Le sport est un exercice de mémoire : pour les joueurs, surtout, qui doivent, par-delà leur habileté, se souvenir des failles de leurs adversaires, mais aussi pour les partisans, qui accordent aux victoires de leur équipe une vertu capable de les galvaniser. La mémoire supporte ainsi la transmission du sport et lui accorde cette aura qui en fait la pratique culturelle la plus universellement partagée. Lorsqu’il est narré, le sport s’inscrit aussi dans un désir (ou devoir) de mémoire. En témoigne le cas d’une figure sportive exclue comme celle de Jackie Robinson, qui est le cœur de l’excellente nouvelle de Bertrand Gervais dans le numéro spécial sur ce thème édité par XYZ, La revue des nouvelles, sous la direction de Régis Normandeau.

> [Informations fournies]
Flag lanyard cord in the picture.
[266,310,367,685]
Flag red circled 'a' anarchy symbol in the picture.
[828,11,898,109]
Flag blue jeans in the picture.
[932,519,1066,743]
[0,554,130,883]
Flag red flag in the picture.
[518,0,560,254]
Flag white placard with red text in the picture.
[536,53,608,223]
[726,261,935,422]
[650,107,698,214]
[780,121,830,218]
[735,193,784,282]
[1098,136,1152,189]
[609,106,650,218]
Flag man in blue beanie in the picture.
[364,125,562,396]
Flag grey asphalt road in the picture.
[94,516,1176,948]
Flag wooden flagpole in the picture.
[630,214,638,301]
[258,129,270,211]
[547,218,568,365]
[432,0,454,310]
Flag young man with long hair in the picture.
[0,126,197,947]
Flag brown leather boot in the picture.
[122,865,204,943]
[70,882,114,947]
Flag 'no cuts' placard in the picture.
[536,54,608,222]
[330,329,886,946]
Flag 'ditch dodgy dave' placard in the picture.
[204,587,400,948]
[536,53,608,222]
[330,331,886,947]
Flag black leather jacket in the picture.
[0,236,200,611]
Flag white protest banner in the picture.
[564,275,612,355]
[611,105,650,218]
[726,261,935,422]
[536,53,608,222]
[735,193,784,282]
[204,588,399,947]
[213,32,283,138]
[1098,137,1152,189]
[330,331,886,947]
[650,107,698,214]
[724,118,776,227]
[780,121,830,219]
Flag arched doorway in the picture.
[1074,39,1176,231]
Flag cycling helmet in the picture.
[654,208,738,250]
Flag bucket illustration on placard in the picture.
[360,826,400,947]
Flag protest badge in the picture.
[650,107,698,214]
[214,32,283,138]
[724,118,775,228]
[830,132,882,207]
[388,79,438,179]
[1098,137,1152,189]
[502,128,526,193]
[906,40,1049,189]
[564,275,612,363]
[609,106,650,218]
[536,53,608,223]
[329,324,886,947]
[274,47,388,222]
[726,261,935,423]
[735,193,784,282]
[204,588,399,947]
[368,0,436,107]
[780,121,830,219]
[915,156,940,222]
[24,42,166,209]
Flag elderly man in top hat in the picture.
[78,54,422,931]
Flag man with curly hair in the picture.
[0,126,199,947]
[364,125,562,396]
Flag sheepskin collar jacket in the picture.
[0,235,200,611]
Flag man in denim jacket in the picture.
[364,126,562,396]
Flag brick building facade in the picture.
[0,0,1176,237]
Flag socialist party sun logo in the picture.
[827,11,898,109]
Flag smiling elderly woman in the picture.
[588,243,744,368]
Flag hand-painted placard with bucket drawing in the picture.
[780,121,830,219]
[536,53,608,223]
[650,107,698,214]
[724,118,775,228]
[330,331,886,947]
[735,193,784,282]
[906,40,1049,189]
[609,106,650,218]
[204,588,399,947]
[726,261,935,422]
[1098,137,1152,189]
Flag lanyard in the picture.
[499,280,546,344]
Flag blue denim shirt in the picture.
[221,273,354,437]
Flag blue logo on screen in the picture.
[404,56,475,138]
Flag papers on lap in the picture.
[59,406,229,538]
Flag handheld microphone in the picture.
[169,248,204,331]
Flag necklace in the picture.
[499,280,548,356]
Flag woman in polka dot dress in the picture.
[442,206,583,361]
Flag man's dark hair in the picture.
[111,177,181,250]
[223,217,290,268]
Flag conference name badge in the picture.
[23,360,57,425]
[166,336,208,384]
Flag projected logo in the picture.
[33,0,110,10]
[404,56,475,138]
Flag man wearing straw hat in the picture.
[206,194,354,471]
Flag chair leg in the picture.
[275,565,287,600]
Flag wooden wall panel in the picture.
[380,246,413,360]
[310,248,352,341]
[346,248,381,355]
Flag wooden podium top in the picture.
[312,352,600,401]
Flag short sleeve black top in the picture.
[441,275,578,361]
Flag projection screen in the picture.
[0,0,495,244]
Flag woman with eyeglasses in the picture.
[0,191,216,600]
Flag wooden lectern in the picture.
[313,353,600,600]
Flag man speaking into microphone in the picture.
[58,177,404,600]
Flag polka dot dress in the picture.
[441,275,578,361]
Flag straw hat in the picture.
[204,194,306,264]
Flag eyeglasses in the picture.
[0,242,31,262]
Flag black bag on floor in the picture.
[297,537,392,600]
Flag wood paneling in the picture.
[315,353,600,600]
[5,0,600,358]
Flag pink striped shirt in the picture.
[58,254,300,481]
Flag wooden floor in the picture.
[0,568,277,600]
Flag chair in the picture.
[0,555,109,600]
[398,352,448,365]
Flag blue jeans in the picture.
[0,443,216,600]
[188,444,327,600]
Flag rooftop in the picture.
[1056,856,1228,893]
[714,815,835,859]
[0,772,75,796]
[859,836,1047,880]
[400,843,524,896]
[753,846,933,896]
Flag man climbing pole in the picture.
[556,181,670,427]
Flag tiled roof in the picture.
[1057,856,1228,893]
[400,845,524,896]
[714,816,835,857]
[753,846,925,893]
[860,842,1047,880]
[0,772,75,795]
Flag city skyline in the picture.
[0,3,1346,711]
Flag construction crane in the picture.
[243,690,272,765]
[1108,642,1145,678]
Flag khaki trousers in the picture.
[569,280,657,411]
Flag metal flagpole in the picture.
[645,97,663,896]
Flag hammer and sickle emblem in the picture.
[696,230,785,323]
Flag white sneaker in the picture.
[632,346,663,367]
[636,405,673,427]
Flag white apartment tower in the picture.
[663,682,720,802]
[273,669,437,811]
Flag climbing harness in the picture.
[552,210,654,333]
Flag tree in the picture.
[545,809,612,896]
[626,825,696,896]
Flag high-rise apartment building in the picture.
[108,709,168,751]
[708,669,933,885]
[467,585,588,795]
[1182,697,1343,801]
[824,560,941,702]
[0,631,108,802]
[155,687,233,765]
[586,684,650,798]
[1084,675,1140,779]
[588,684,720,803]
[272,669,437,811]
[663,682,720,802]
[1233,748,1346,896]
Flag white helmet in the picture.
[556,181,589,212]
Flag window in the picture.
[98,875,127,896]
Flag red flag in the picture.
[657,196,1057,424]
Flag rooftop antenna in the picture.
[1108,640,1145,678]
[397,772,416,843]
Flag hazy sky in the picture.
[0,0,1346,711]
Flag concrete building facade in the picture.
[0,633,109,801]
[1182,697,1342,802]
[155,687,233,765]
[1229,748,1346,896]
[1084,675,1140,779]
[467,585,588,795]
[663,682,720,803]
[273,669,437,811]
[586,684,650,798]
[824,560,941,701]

> [Action demandée 1] Recopiez fidèlement le passage sur le sport et la mémoire, de « Le sport est » à « de Régis Normandeau. ».
> [Action demandée 2] D'après le passage sur le sport et la mémoire, quelle figure sportive est au cœur de la nouvelle de Bertrand Gervais ?

> [Résultat de l'exercice 1]
Le sport est un exercice de mémoire : pour les joueurs, surtout, qui doivent, par-delà leur habileté, se souvenir des failles de leurs adversaires, mais aussi pour les partisans, qui accordent aux victoires de leur équipe une vertu capable de les galvaniser. La mémoire supporte ainsi la transmission du sport et lui accorde cette aura qui en fait la pratique culturelle la plus universellement partagée. Lorsqu’il est narré, le sport s’inscrit aussi dans un désir (ou devoir) de mémoire. En témoigne le cas d’une figure sportive exclue comme celle de Jackie Robinson, qui est le cœur de l’excellente nouvelle de Bertrand Gervais dans le numéro spécial sur ce thème édité par XYZ, La revue des nouvelles, sous la direction de Régis Normandeau.

> [Résultat de l'exercice 2] Jackie Robinson.